(Point-per-instance localization data)
________________________________________
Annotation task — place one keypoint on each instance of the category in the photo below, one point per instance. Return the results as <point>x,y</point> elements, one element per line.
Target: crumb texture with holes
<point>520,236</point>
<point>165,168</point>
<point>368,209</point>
________________________________________
Assignment: Transcribe every entry, keeping each line exactly as it reads.

Written response:
Annotation task — place one keypoint on each instance of the category in the photo below, one point per instance. Return the results as <point>x,y</point> elements, one element per line.
Target: crumb texture with holes
<point>520,236</point>
<point>165,168</point>
<point>368,209</point>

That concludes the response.